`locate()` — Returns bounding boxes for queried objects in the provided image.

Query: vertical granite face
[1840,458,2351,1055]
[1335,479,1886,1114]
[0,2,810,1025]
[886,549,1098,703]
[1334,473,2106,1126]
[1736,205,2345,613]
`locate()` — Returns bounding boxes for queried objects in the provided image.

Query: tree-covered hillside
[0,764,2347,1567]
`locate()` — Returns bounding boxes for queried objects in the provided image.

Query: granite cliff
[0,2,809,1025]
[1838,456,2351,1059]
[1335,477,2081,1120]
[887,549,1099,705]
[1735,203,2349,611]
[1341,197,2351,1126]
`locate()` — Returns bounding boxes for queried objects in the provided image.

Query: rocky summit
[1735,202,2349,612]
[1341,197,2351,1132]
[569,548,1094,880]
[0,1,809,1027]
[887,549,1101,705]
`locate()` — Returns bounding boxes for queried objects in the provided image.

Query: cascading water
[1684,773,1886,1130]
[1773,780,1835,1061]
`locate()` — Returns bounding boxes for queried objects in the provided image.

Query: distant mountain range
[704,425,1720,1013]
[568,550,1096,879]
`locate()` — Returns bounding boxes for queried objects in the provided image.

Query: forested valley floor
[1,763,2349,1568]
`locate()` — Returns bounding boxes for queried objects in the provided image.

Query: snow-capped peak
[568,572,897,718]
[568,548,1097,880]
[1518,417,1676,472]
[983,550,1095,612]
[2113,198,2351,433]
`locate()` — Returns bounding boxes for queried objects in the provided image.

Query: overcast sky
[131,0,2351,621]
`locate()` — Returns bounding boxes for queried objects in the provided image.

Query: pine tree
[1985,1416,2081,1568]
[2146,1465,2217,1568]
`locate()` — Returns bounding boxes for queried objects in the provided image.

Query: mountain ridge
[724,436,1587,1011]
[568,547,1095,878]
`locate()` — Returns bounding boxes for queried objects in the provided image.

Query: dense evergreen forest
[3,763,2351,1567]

| Exercise requirements |
Your task is to retype all of the records exactly.

| Result below |
`locate()` — Returns bounding boxes for queried objects in the provided image.

Query: vertical granite face
[1840,458,2351,1055]
[1335,479,1886,1114]
[0,2,810,1025]
[886,549,1098,703]
[1334,473,2106,1126]
[1736,205,2345,613]
`locate()` — Returns bounding boxes for queried objects in the provided image.

Query: tree-covered hillside
[0,764,2347,1567]
`locate()` — Returns bounding boxes for queried objects in the provided image.

Query: granite cliff
[0,2,809,1025]
[1838,456,2351,1059]
[1335,477,2081,1120]
[887,549,1099,705]
[1735,203,2349,611]
[1341,197,2351,1126]
`locate()` — Returns bounding boxes for queried objects in the provided image.

Query: rocky summit
[1735,202,2349,612]
[1341,197,2351,1132]
[569,548,1094,880]
[0,1,809,1027]
[887,549,1101,705]
`locate()` — Returns bounding boxes for queried objects in the provided image.

Query: cascading water
[1684,773,1886,1130]
[1773,780,1835,1061]
`locate()` — Returns bounding boxes for queried objects in the provided image.

Query: distant mountain range
[704,425,1720,1013]
[568,550,1096,879]
`locate()` — Returns bounding boxes for queried objects in the provided image.

Query: forested valley floor
[1,763,2349,1568]
`locate()` — Returns bounding boxes for queried objects in the provided image.

Query: snow-capped peak
[568,572,897,718]
[568,548,1097,880]
[1518,417,1676,472]
[983,550,1095,612]
[2113,198,2351,433]
`locate()` — Returns bounding boxes for queried objects in the provided image.

Query: overcast sky
[131,0,2351,621]
`locate()` — Returns bounding boxes for queried objects in the provided image.

Query: pine tree
[1985,1416,2081,1568]
[2146,1465,2217,1568]
`locate()` — Returns bounding boxes for queried objects in the provided image.

Query: mountain ridge
[724,436,1587,1011]
[568,547,1095,878]
`locate()` — Returns bounding boxes for queried objects in the provided image.

Query: dense evergreen forest
[3,763,2351,1567]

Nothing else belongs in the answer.